■ Exercise aim
Copy the data below word for word, starting at the line that contains "Could you tag the man's short" and ending with the line that contains "point(293, 61)".

■ Given information

========================================================================

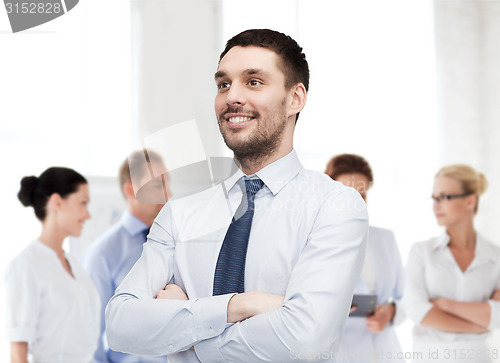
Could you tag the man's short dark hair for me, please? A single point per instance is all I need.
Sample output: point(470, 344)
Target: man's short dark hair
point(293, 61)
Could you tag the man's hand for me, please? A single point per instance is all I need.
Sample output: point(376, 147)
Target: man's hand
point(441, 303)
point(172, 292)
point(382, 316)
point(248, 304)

========================================================================

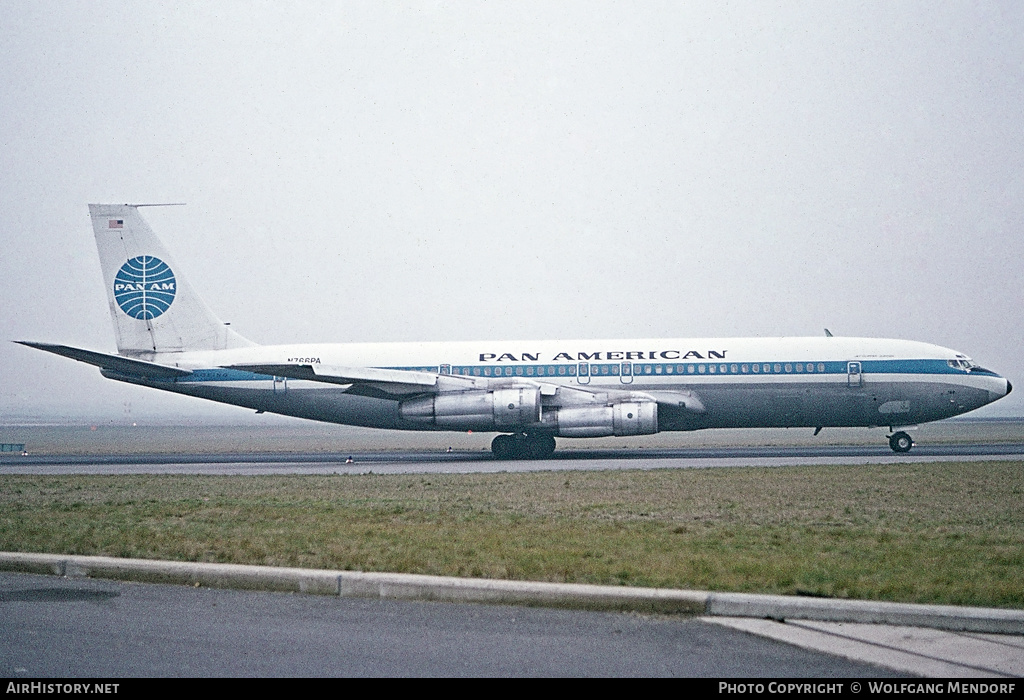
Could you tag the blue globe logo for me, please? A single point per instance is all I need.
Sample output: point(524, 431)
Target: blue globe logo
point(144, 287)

========================================================================

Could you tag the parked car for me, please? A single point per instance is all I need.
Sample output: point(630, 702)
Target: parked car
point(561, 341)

========================================================================

■ Task solution
Could you tag the man's short dark hair for me, please? A single point per instance is all I need.
Sample output: point(470, 344)
Target: man's short dark hair
point(293, 61)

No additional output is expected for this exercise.